» **Do this**
Render the rows below, everything from the one containing "the bird's head" down to the one containing "column 627, row 535", as a two-column CSV with the headers text and answer. Give one CSV line per row, with its text in one quoted field and its answer in another, and turn any line breaks into spaces.
## begin Input records
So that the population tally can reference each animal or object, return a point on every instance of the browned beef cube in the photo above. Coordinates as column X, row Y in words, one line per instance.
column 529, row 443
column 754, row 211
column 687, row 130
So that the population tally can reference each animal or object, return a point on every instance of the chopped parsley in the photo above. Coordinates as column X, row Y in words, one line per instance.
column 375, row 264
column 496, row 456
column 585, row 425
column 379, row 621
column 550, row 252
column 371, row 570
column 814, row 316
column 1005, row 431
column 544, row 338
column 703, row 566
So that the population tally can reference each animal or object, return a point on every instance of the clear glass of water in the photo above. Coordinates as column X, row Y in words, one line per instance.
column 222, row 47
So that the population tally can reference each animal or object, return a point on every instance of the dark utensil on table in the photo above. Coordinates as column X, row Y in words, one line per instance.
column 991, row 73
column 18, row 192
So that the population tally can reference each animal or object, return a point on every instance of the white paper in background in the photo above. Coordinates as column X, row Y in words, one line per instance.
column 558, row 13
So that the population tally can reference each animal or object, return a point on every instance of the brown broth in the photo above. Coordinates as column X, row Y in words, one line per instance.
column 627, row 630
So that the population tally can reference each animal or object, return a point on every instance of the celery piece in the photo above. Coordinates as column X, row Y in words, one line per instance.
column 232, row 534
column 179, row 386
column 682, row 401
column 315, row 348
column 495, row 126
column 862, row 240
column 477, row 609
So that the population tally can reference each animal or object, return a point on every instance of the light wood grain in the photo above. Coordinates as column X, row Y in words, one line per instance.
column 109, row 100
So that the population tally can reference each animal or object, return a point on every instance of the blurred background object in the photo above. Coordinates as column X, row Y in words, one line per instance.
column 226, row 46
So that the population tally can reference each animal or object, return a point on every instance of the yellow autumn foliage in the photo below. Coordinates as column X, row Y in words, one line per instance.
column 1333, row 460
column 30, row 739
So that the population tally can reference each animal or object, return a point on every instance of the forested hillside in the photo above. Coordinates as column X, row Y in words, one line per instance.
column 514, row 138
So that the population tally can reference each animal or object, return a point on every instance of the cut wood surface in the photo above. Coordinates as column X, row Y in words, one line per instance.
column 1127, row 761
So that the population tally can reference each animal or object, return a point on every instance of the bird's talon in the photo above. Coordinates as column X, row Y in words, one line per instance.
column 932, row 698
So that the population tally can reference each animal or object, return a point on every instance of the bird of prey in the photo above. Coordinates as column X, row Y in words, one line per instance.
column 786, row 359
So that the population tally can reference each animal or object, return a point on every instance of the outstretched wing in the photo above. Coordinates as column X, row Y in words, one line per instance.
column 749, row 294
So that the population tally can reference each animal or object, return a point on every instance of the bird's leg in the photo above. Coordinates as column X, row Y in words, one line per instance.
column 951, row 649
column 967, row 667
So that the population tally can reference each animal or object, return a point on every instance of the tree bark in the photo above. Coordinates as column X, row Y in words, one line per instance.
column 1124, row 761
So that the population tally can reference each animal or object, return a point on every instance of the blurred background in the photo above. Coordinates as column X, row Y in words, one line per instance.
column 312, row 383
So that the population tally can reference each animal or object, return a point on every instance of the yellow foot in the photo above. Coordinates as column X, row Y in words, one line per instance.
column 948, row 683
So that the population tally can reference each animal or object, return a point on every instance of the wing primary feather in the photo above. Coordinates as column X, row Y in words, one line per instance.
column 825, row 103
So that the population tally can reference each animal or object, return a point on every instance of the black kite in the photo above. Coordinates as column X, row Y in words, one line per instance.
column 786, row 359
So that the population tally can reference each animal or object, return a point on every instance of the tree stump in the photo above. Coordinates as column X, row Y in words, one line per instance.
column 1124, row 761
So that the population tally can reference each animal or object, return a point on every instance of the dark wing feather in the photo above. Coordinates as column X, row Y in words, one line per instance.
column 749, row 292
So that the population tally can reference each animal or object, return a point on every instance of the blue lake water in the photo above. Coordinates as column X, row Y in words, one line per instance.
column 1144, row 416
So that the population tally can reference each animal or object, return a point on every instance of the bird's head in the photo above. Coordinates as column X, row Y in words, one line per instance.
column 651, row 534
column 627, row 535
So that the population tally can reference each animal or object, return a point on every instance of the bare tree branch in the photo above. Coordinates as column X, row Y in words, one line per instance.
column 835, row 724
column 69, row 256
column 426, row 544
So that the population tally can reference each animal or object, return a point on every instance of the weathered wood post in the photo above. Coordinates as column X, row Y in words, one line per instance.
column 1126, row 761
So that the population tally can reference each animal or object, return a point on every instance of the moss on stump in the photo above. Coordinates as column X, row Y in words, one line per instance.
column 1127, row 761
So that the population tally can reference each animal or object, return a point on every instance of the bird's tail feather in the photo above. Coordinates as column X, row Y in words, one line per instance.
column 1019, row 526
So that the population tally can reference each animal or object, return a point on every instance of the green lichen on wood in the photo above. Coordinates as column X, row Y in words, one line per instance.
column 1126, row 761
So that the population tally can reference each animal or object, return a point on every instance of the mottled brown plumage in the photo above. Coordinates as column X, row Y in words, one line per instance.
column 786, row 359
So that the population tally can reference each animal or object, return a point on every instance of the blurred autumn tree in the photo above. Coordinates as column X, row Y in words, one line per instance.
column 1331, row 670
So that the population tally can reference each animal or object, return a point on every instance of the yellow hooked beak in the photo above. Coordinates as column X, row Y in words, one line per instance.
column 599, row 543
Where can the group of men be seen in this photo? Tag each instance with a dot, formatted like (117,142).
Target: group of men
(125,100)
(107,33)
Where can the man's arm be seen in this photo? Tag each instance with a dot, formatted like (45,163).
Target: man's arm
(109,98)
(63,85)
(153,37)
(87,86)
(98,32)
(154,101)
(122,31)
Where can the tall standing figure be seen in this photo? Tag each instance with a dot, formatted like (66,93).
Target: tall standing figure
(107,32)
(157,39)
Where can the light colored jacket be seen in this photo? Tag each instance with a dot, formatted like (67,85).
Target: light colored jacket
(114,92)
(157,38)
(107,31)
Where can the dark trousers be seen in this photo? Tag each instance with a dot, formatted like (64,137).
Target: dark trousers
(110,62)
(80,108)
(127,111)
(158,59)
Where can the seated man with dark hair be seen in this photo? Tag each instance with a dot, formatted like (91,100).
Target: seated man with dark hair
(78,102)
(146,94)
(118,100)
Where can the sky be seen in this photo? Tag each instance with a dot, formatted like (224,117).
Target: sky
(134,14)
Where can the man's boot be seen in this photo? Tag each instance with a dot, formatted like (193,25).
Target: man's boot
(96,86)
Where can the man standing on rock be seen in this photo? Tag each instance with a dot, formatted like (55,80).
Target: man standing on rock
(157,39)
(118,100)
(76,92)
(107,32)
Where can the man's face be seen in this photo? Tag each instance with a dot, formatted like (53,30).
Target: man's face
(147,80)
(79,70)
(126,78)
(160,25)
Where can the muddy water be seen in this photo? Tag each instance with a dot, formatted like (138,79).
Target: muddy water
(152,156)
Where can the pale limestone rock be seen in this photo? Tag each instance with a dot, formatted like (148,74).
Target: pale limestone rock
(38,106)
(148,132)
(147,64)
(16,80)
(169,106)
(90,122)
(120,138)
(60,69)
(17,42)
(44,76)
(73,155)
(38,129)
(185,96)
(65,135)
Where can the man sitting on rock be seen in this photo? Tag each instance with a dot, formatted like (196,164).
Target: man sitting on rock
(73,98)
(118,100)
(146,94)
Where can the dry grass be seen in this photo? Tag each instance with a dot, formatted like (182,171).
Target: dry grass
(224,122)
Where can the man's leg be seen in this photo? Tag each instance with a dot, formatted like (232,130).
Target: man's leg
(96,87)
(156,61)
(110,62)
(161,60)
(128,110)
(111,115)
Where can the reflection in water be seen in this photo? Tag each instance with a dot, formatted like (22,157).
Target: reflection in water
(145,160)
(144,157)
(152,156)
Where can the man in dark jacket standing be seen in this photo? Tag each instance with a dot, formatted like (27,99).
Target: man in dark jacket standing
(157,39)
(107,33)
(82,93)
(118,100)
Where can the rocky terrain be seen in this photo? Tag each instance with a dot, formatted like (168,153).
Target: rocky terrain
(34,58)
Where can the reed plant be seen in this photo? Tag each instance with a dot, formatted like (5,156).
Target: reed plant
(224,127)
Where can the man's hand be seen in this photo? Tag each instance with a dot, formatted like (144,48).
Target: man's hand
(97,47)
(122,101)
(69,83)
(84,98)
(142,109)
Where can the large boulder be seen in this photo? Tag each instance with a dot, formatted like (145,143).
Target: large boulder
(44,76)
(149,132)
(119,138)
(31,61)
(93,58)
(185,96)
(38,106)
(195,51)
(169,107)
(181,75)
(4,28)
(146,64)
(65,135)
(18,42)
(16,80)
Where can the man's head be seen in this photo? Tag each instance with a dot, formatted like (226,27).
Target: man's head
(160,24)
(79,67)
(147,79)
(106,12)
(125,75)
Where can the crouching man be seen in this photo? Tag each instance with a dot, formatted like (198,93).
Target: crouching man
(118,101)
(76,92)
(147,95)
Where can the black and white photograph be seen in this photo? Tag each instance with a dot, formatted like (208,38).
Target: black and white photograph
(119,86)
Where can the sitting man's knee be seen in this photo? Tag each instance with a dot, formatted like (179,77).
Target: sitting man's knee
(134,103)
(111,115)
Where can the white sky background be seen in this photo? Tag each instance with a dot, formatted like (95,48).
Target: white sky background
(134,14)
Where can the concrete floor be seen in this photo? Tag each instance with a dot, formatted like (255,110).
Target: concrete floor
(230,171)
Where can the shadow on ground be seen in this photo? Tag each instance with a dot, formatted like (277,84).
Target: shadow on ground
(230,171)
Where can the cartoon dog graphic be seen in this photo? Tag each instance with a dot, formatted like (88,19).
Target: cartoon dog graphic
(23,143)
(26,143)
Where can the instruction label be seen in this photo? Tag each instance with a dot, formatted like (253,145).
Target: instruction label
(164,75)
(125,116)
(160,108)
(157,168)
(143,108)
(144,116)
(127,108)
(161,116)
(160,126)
## end Input records
» **Completed task**
text,answer
"So that the population tally can reference each animal or object, return a point on every instance of the bird's head in the photo above. Coordinates as column X, row Y in words, one line per instance.","column 651, row 534 column 627, row 535"